◆ WHAT YOU WILL DO:
A – Duplicate the section of the Coq-Club post on random generators that opens with the words containing "combinators that you" and closes with "are the same).".
B – Write the next part of the Coq-Club post on the parametricity of random generators, picking up right after its last line.

◆ PASSAGE GIVEN:

** start **

[Coq-Club] On the extraction and parametricity of random generators as sets of values

Gabriel Scherer

2018-06-22 20:50:47 UTC

The problem is that the "sem" function only considers the specialization of the RNG at "stream", but the result of "bindGen'" must evaluate "g" parametrically in the RNG "s".

What if you defined sem to be wider?

Definition sem value (g : G value) : value -> Prop :=
fun x => (exists s `(RNG s) r, g s _ r = x).

(This corresponds to making the soundness result hold trivially by
making both sides equal.)

One solution I'm thinking of is to make G a sigma carrying proofs of instances of that theorem.

Indeed it works. Given some well-chosen `same_stream` coinductive (see
at the end of this email), you can define

Record ParamG value := {
get : G value;
param : (forall s `(RNG s) rs rstream,
same_stream (stream_of s _ rs) rstream -> get s _ rs = get stream
_ rstream);
}.

and then prove soundness for ParamG. Using a parametricity plugin
might automatically derive the "param" proofs for the (G value)
combinators that you implement in practice. (It would derive the
binary version, saying you get equal values from any two RNGs whose
streams are the same).

----

Class RNG (s : Type) := {
next : s -> bool * s;
}.

CoInductive stream := Next : bool -> stream -> stream.

CoFixpoint stream_of s `(RNG s) (st : s) : stream :=
let '(b, st_next) := next st in
Next b (stream_of s _ st_next).

CoInductive same_stream : stream -> stream -> Prop :=
| Same : forall b1 r1 b2 r2,
b1 = b2 ->
same_stream r1 r2 ->
same_stream (Next b1 r1) (Next b2 r2)
.

CoFixpoint same_stream_refl : forall st, same_stream st st.
destruct st. constructor; auto.
Qed.

Definition G value := forall s `(RNG s), s -> value.

Definition next_stream '(Next b s) := (b, s).
Instance rng_stream : RNG stream := { next := next_stream }.

Record ParamG value := {
get : G value;
param : (forall s `(RNG s) rs rstream,
same_stream (stream_of s _ rs) rstream -> get s _ rs = get stream
_ rstream);
}.

Lemma soundness_for_paramG :
forall s `{RNG s} value (g : ParamG value) x,
(exists (r : s), get _ g _ _ r = x) -> (exists (r : stream), get _
g _ _ r = x).
intros s rng value g x [st H].
exists (stream_of _ _ st).

** end **

◆ RECORDED DATA:
** start **

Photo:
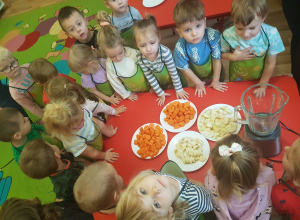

** end **

◆ THE REPLIES:
A –
combinators that you implement in practice. (It would derive the
binary version, saying you get equal values from any two RNGs whose
streams are the same).

B –
symmetry. subst x.
apply param.
apply same_stream_refl.
Qed.

----

The definitions below are not necessary above, but they are (1)
trickier than I hoped and (2) necessary to connect the two ways to
state parametricity,
same_stream (stream_of s) st
and
same_stream (stream_of s1) (stream_of s2)
.

Definition open_stream '(Next b st) := Next b st.
Definition open st : (st = open_stream st) :=
let '(Next b st) := st in eq_refl.

CoFixpoint same_stream_of st : same_stream (stream_of stream rng_stream st) st.
destruct st.
match goal with [ |- same_stream ?S _ ] => rewrite (open S) end.
constructor; auto.
Qed.

Hello Coq-club,
Sorry for the length. I have a few questions about making code efficient for
extraction and parametricity in Coq.
In QuickChick, a random generator is a function of type "G value := seed ->
value", and to reason about it, we interpret it as the set of values it may
generate, i.e., its image as a function. This assumes the seed is a true
source of randomness, for example represented as an arbitrary stream of
bits: "G value := stream -> value" (or tree for splittable randomness). But
of course, for performance, we would rather evaluate the function with a
finite-state PRNG (of type "seed").
(QuickChick currently axiomatizes the first interpretation, and extracts
these axioms to the second.)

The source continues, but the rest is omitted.